* WHAT THE EXERCISE ASKS: Copy each line of the entries that includes the word "rocky".

* DATA EXTRACT:
^^^^^^^^
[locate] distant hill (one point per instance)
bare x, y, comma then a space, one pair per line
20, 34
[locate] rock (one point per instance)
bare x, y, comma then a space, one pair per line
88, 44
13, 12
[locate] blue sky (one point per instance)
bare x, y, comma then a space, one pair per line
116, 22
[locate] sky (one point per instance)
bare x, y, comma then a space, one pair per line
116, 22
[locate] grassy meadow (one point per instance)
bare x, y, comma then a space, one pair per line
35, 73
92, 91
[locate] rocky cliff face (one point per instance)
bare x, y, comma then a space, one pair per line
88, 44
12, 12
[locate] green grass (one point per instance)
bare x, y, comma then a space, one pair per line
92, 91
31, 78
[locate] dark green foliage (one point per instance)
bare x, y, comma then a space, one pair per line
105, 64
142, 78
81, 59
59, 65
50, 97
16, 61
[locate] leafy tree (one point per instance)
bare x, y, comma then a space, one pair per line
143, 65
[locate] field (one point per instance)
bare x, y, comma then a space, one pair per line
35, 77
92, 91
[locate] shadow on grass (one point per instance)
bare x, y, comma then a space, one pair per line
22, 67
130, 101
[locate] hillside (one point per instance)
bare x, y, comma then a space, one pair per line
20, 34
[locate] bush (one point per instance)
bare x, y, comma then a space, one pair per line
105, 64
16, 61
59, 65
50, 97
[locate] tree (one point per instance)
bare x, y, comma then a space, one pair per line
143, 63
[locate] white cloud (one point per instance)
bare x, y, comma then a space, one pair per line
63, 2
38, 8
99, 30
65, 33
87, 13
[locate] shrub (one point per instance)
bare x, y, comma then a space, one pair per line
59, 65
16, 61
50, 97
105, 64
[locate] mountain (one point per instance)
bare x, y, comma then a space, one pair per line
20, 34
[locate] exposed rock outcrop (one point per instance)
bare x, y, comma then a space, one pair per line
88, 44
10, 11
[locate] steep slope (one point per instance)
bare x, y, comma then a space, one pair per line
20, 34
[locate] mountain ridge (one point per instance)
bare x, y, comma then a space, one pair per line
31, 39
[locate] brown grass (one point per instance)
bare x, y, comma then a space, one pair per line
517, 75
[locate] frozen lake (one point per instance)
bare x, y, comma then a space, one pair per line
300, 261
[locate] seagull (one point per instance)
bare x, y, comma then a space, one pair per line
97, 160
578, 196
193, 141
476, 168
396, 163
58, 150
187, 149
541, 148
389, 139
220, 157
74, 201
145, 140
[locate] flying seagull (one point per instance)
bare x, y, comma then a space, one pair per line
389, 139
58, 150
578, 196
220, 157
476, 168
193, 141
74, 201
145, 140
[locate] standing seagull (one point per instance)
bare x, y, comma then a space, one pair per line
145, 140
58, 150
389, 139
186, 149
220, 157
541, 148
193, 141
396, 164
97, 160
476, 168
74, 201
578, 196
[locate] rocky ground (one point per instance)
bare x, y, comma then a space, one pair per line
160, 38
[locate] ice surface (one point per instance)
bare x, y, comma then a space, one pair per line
^^^^^^^^
* EXERCISE RESPONSE:
[locate] rocky cliff face (one point per instance)
[locate] rocky ground (one point per instance)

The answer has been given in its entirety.